Begin Items

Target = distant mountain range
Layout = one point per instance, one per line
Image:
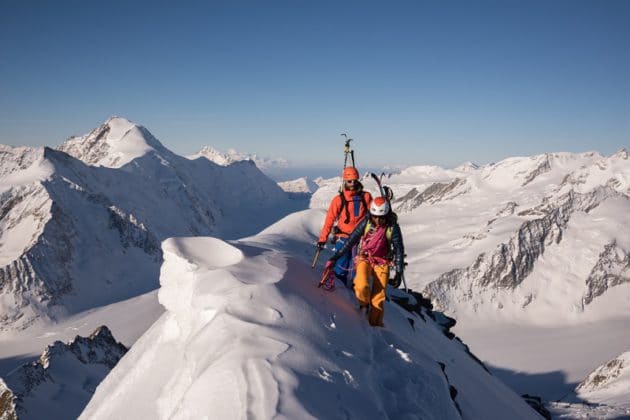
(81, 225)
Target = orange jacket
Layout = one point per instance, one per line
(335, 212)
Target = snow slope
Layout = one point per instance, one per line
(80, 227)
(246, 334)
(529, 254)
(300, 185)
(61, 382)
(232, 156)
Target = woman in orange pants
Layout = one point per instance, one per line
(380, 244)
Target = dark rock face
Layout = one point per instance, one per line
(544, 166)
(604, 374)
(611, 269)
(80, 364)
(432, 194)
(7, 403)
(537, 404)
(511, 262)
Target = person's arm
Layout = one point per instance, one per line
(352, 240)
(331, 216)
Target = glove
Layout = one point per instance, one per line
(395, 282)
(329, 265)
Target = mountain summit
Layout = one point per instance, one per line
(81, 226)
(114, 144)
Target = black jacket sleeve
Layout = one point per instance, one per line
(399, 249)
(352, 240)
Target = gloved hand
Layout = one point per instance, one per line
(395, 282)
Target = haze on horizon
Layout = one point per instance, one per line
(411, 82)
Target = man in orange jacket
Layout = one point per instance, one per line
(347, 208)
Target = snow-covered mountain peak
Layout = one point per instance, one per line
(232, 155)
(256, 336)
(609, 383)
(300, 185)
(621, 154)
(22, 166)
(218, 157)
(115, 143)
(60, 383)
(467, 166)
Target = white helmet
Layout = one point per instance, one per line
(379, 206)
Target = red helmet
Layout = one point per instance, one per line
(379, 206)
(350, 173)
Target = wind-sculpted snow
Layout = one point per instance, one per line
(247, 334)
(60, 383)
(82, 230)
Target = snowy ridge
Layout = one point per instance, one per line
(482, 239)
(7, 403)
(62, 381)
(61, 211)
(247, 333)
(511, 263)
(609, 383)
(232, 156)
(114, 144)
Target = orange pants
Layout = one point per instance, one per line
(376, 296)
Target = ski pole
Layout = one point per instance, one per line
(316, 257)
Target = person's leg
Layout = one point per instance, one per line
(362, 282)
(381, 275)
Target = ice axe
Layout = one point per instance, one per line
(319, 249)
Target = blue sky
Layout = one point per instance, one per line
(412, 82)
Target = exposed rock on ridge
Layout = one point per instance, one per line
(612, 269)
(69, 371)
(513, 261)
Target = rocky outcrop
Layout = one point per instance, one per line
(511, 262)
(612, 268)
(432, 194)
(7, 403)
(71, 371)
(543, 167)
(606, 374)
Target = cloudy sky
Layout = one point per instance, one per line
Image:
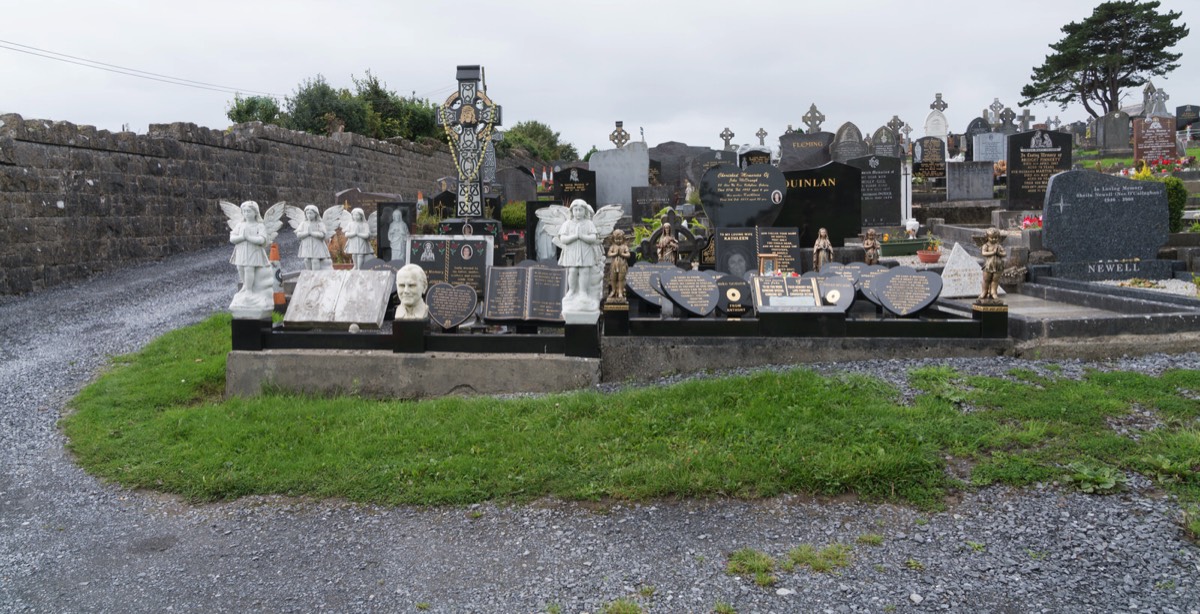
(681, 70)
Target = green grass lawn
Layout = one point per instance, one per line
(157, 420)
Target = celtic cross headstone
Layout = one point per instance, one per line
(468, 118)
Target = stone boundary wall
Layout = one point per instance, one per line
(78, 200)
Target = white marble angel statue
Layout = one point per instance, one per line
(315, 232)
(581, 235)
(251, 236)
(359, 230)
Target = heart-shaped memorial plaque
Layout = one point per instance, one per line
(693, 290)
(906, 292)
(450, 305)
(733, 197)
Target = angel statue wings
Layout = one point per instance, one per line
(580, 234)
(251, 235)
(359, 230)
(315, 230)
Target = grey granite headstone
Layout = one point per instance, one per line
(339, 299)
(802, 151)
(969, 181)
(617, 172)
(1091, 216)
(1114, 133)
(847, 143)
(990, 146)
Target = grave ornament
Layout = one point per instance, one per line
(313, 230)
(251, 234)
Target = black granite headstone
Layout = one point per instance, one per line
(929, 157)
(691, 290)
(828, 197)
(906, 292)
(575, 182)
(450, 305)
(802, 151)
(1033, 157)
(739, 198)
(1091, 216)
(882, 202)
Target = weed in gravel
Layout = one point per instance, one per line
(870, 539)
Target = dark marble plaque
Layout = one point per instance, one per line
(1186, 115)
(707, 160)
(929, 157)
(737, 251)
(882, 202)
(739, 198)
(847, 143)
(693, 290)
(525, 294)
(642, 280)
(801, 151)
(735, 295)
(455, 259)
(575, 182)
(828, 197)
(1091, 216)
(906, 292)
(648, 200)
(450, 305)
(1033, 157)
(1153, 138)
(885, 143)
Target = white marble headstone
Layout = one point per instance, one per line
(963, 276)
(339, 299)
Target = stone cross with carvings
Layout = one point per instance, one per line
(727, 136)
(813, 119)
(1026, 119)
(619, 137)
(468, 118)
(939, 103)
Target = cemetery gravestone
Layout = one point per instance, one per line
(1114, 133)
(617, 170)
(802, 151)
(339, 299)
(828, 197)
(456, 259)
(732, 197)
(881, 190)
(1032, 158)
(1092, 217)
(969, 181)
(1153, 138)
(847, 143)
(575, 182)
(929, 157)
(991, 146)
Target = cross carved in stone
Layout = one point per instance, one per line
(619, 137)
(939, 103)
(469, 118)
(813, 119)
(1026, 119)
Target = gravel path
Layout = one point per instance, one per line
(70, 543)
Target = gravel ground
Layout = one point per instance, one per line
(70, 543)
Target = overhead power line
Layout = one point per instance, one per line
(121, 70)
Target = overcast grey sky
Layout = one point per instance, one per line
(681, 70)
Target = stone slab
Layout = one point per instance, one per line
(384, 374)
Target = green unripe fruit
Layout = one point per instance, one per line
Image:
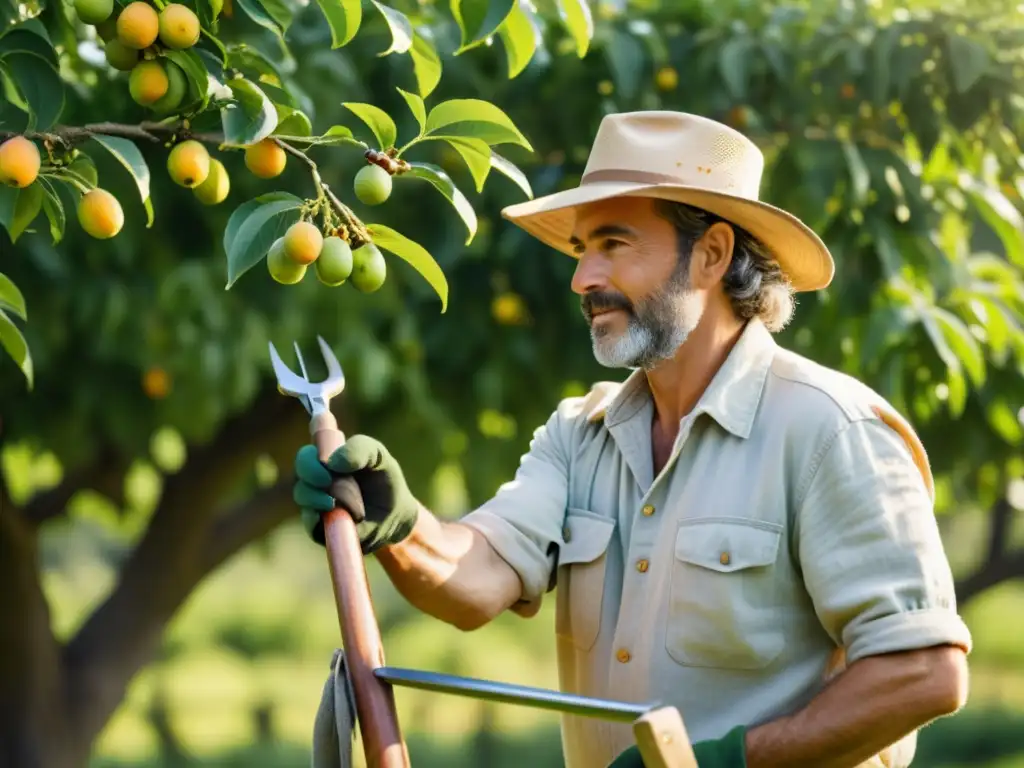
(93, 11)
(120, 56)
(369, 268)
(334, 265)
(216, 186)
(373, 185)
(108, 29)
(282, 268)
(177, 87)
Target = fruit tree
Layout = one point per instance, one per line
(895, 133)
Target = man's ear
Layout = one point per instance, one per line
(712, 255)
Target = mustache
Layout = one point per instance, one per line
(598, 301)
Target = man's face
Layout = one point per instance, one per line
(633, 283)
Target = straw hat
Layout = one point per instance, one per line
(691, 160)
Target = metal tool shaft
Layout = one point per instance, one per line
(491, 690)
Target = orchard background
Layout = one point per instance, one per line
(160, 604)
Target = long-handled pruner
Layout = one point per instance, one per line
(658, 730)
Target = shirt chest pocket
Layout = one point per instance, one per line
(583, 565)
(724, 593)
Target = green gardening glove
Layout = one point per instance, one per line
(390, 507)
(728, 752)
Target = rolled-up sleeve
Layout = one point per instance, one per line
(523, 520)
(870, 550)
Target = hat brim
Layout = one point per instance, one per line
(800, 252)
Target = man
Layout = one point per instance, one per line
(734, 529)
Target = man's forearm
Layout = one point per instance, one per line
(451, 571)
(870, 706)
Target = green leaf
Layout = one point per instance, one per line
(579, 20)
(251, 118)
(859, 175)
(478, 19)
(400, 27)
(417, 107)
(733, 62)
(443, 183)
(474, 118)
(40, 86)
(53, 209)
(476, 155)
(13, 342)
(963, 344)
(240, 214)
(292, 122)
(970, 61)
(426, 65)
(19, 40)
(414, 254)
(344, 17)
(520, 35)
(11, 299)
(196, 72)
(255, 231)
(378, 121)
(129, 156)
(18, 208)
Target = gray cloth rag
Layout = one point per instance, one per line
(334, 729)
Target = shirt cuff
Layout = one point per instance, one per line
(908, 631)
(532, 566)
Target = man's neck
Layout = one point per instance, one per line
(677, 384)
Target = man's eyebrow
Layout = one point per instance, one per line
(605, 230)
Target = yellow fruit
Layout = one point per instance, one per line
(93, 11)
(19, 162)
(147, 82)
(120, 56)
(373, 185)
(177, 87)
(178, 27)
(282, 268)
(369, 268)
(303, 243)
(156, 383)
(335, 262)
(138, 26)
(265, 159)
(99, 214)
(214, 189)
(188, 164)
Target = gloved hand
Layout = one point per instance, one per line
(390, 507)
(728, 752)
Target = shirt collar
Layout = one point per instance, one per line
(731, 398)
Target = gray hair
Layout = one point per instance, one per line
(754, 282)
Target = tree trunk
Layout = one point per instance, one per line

End Items
Begin Items

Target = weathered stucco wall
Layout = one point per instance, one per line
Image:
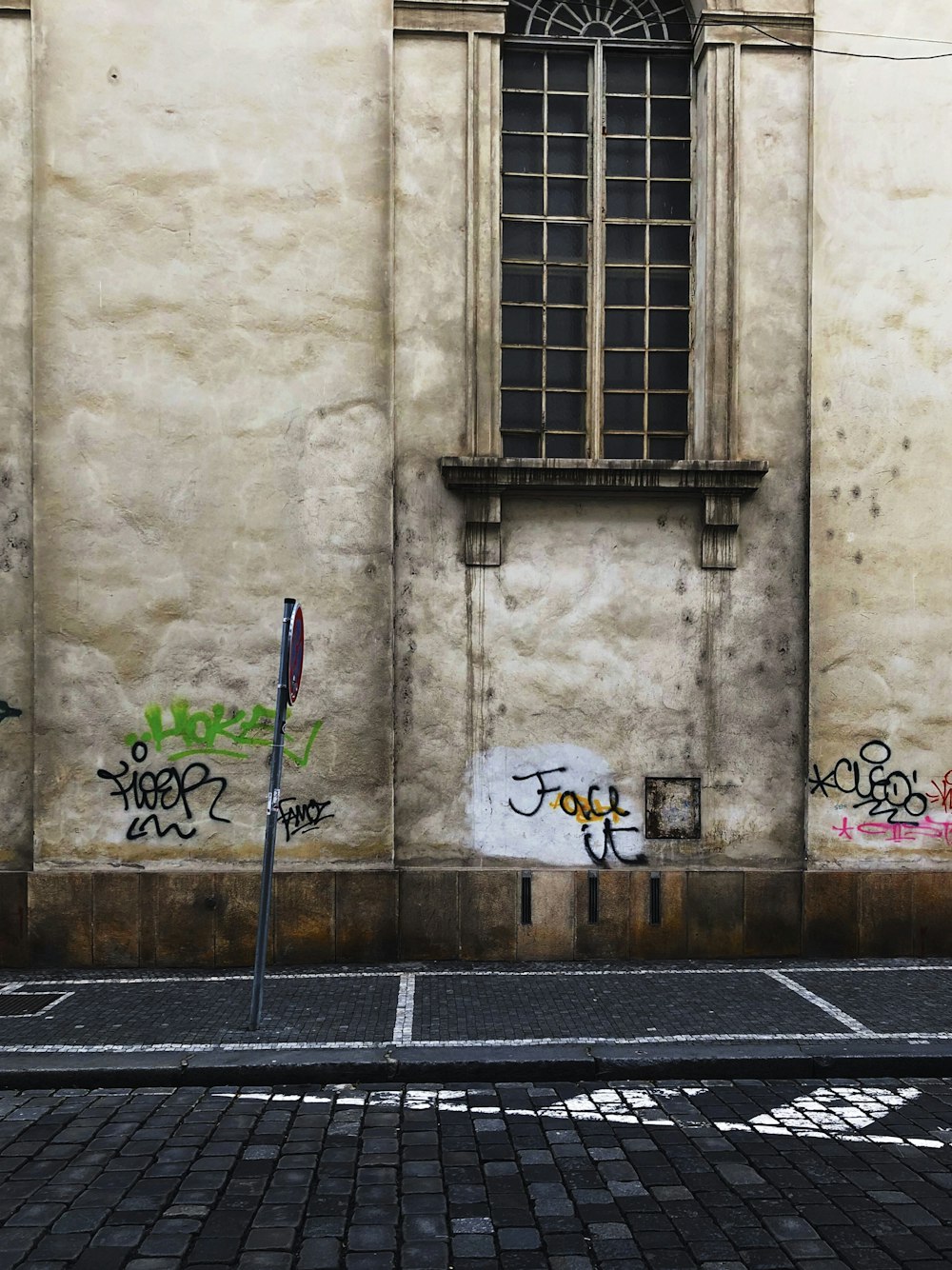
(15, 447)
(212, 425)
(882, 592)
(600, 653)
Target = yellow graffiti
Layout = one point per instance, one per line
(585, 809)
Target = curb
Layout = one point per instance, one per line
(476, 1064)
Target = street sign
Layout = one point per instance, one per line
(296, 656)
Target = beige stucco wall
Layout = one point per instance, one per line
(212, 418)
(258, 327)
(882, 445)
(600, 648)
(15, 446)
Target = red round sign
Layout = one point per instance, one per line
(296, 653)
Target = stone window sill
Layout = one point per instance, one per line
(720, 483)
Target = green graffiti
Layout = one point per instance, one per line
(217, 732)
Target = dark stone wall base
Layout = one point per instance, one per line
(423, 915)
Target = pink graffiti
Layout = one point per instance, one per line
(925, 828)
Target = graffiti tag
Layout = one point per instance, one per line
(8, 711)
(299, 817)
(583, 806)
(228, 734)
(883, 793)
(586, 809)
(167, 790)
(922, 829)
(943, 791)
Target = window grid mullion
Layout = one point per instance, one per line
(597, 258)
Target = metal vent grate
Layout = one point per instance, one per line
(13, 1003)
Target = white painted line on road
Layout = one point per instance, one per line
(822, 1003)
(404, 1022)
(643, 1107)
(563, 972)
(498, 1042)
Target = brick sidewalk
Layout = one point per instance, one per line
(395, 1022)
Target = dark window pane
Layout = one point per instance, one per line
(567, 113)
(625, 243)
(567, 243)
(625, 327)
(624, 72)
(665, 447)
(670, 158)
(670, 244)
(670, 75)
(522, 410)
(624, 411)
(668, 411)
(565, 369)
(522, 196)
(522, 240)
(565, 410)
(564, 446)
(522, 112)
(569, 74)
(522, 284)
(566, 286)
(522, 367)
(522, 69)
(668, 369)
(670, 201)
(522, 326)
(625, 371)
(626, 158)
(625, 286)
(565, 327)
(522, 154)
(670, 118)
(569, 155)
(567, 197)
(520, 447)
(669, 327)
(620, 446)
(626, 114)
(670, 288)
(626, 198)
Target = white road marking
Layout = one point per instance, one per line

End Items

= Aim of the exercise =
State how many lines in the material above contain the string "grey", where case counts. Give only the number.

= Answer for this exercise =
2